OBJECTIVE |
Please reproduce the lines below word for word, leaving out the pictures.

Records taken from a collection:
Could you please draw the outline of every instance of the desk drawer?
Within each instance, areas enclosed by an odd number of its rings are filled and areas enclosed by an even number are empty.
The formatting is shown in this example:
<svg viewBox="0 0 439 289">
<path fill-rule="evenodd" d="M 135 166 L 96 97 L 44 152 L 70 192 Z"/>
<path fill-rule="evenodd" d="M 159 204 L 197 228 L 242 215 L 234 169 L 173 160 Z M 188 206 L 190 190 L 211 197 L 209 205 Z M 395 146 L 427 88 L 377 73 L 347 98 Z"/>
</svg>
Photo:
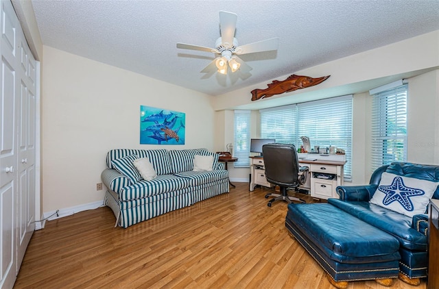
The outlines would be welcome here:
<svg viewBox="0 0 439 289">
<path fill-rule="evenodd" d="M 337 174 L 337 166 L 330 164 L 311 164 L 311 171 Z"/>
<path fill-rule="evenodd" d="M 263 159 L 262 158 L 254 158 L 252 159 L 252 164 L 255 166 L 263 166 Z"/>
<path fill-rule="evenodd" d="M 327 179 L 313 179 L 313 197 L 321 199 L 333 197 L 333 192 L 335 188 L 333 181 Z"/>
</svg>

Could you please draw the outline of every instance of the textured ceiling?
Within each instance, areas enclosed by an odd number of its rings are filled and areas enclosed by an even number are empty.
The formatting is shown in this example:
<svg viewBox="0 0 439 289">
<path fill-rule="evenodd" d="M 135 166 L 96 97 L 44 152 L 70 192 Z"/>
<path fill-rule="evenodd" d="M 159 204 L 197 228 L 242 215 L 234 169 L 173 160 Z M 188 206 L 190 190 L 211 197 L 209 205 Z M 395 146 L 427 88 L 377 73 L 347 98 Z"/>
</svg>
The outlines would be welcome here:
<svg viewBox="0 0 439 289">
<path fill-rule="evenodd" d="M 32 0 L 45 45 L 218 95 L 439 29 L 438 0 Z M 218 12 L 238 16 L 239 45 L 279 38 L 277 51 L 243 55 L 253 68 L 201 73 L 220 36 Z M 209 77 L 210 76 L 210 77 Z"/>
</svg>

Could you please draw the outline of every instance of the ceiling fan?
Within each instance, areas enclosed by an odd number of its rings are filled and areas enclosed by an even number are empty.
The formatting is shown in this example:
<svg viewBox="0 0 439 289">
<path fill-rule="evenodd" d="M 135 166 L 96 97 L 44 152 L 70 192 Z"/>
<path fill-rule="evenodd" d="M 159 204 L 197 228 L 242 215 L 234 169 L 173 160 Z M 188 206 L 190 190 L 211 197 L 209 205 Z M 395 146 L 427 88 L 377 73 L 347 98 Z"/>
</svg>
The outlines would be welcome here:
<svg viewBox="0 0 439 289">
<path fill-rule="evenodd" d="M 235 38 L 237 19 L 237 15 L 235 13 L 220 11 L 221 37 L 215 41 L 215 48 L 185 43 L 177 43 L 177 48 L 213 52 L 217 54 L 217 58 L 201 71 L 202 73 L 209 73 L 216 67 L 220 73 L 226 75 L 227 74 L 229 66 L 233 73 L 237 71 L 238 69 L 248 73 L 252 70 L 252 68 L 247 65 L 237 55 L 277 50 L 278 38 L 276 37 L 265 40 L 238 46 L 238 40 Z"/>
</svg>

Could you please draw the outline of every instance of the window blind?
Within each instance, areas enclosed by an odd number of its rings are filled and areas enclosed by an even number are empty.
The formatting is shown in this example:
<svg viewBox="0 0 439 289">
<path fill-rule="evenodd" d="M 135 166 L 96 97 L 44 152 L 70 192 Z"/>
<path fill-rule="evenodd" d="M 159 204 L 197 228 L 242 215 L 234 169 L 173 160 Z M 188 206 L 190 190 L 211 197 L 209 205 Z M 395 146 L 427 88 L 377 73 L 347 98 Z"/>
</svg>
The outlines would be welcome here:
<svg viewBox="0 0 439 289">
<path fill-rule="evenodd" d="M 344 149 L 344 179 L 352 179 L 352 95 L 260 110 L 261 136 L 276 142 L 302 145 L 300 136 L 311 140 L 311 148 Z"/>
<path fill-rule="evenodd" d="M 276 142 L 297 146 L 296 105 L 261 110 L 259 112 L 261 138 L 274 138 Z"/>
<path fill-rule="evenodd" d="M 373 171 L 407 160 L 407 85 L 373 96 L 371 164 Z"/>
<path fill-rule="evenodd" d="M 250 111 L 235 111 L 233 156 L 238 160 L 235 168 L 250 167 Z"/>
</svg>

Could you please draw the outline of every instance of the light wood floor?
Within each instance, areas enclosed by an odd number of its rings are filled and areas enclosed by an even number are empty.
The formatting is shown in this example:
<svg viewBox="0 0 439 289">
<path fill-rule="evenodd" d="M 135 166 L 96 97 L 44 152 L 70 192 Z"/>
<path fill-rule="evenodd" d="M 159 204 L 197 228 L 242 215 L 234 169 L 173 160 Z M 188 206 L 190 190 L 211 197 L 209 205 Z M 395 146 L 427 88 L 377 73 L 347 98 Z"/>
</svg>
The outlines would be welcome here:
<svg viewBox="0 0 439 289">
<path fill-rule="evenodd" d="M 128 229 L 113 227 L 106 207 L 47 222 L 32 236 L 14 288 L 333 288 L 289 235 L 286 203 L 268 208 L 269 189 L 236 185 Z M 396 279 L 392 288 L 426 285 Z"/>
</svg>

FINAL RESULT |
Could you please draw the outline of every instance of the desk drawer?
Within each instance, areas enclosed by an odd number of its rings are filled and areas enclosed by an even number are empty.
The formatting is shown in this example:
<svg viewBox="0 0 439 289">
<path fill-rule="evenodd" d="M 135 166 L 96 97 L 44 152 L 70 192 Z"/>
<path fill-rule="evenodd" d="M 159 204 L 197 228 L 242 215 L 234 169 L 173 160 Z M 188 206 L 190 190 L 211 197 L 209 205 Z M 395 146 L 427 88 L 377 73 L 347 98 Z"/>
</svg>
Photo:
The outlines would be welcome here:
<svg viewBox="0 0 439 289">
<path fill-rule="evenodd" d="M 337 174 L 337 166 L 330 164 L 311 164 L 311 171 Z"/>
<path fill-rule="evenodd" d="M 263 159 L 262 158 L 254 158 L 252 159 L 252 164 L 255 166 L 263 166 Z"/>
<path fill-rule="evenodd" d="M 327 179 L 313 179 L 313 197 L 321 199 L 333 197 L 333 192 L 335 188 L 333 181 Z"/>
</svg>

Could you please draw the outline of every instance of the textured ceiling?
Within each instance, areas enclosed by an odd number of its rings are filled and areas enclosed by an even number are empty.
The formatting is shown in this example:
<svg viewBox="0 0 439 289">
<path fill-rule="evenodd" d="M 135 166 L 96 97 L 44 152 L 70 192 Z"/>
<path fill-rule="evenodd" d="M 159 204 L 197 228 L 242 215 L 234 169 L 173 160 Z M 188 206 L 190 190 L 211 197 L 209 205 Z M 395 146 L 427 88 L 377 73 L 347 98 Z"/>
</svg>
The outlines would be welcome here:
<svg viewBox="0 0 439 289">
<path fill-rule="evenodd" d="M 32 0 L 45 45 L 218 95 L 439 29 L 438 0 Z M 218 12 L 238 16 L 239 45 L 279 38 L 277 51 L 243 55 L 253 68 L 201 73 L 220 36 Z M 209 77 L 210 76 L 210 77 Z"/>
</svg>

Could you please draw the outline of every instance of the ceiling fan?
Within each instance, areas enclosed by an odd number of its rings are filled and areas enclosed by an even number are empty.
The formatting is shown in this example:
<svg viewBox="0 0 439 289">
<path fill-rule="evenodd" d="M 135 166 L 96 97 L 44 152 L 70 192 Z"/>
<path fill-rule="evenodd" d="M 159 204 L 197 228 L 242 215 L 234 169 L 173 160 Z M 188 206 L 190 190 L 211 197 L 209 205 Z M 395 146 L 427 88 L 377 73 L 347 98 Z"/>
</svg>
The outlines would be welcome here:
<svg viewBox="0 0 439 289">
<path fill-rule="evenodd" d="M 235 38 L 237 19 L 237 15 L 235 13 L 220 11 L 221 37 L 215 41 L 215 48 L 185 43 L 177 43 L 177 48 L 213 52 L 217 54 L 217 58 L 201 71 L 202 73 L 209 73 L 216 67 L 220 73 L 226 75 L 227 74 L 229 66 L 233 73 L 237 71 L 238 69 L 248 73 L 252 70 L 252 68 L 247 65 L 237 55 L 277 50 L 278 38 L 276 37 L 265 40 L 238 46 L 238 40 Z"/>
</svg>

Could you please draw the outline of every instance of the window blind?
Within each instance, areas enclosed by an odd number of its rings are filled and areas enclosed by an even number are empty.
The formatting is shown in this example:
<svg viewBox="0 0 439 289">
<path fill-rule="evenodd" d="M 135 166 L 96 97 L 44 152 L 70 192 Z"/>
<path fill-rule="evenodd" d="M 159 204 L 197 228 L 242 215 L 234 169 L 173 160 Z M 188 206 L 190 190 L 211 197 L 209 205 Z M 395 146 L 427 88 L 377 73 L 347 98 Z"/>
</svg>
The outlines would be welcome here:
<svg viewBox="0 0 439 289">
<path fill-rule="evenodd" d="M 344 149 L 344 179 L 352 179 L 352 95 L 260 110 L 261 136 L 276 142 L 302 145 L 300 136 L 311 140 L 311 148 Z"/>
<path fill-rule="evenodd" d="M 276 142 L 297 146 L 296 105 L 261 110 L 259 112 L 261 138 L 274 138 Z"/>
<path fill-rule="evenodd" d="M 373 171 L 407 160 L 407 85 L 373 96 L 371 164 Z"/>
<path fill-rule="evenodd" d="M 250 111 L 235 111 L 233 156 L 238 160 L 235 168 L 250 167 Z"/>
</svg>

Could you please draw the outline of every instance of the light wood floor?
Within each instance, areas enclosed by an odd number of its rings are filled and areas enclosed by an even number are empty.
The formatting is shown in this example:
<svg viewBox="0 0 439 289">
<path fill-rule="evenodd" d="M 135 166 L 96 97 L 44 152 L 70 192 Z"/>
<path fill-rule="evenodd" d="M 159 204 L 197 228 L 242 215 L 234 169 L 173 160 Z M 188 206 L 190 190 L 211 197 L 209 205 Z M 395 146 L 427 88 L 377 73 L 347 98 Z"/>
</svg>
The outlines would be welcome here:
<svg viewBox="0 0 439 289">
<path fill-rule="evenodd" d="M 128 229 L 113 227 L 106 207 L 47 222 L 32 236 L 14 288 L 333 288 L 289 235 L 286 203 L 268 208 L 269 189 L 236 185 Z M 396 279 L 392 288 L 426 285 Z"/>
</svg>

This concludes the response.